[SOURCE DATA]
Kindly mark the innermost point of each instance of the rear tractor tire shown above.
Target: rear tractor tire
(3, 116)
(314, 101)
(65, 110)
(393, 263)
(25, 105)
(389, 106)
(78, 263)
[/SOURCE DATA]
Each entry should be reproduced in the output exactly.

Kindly mark the innermost point of each instance of the rear tractor tire shown above.
Target: rear tractor tire
(3, 116)
(314, 101)
(65, 110)
(393, 263)
(25, 105)
(389, 106)
(78, 263)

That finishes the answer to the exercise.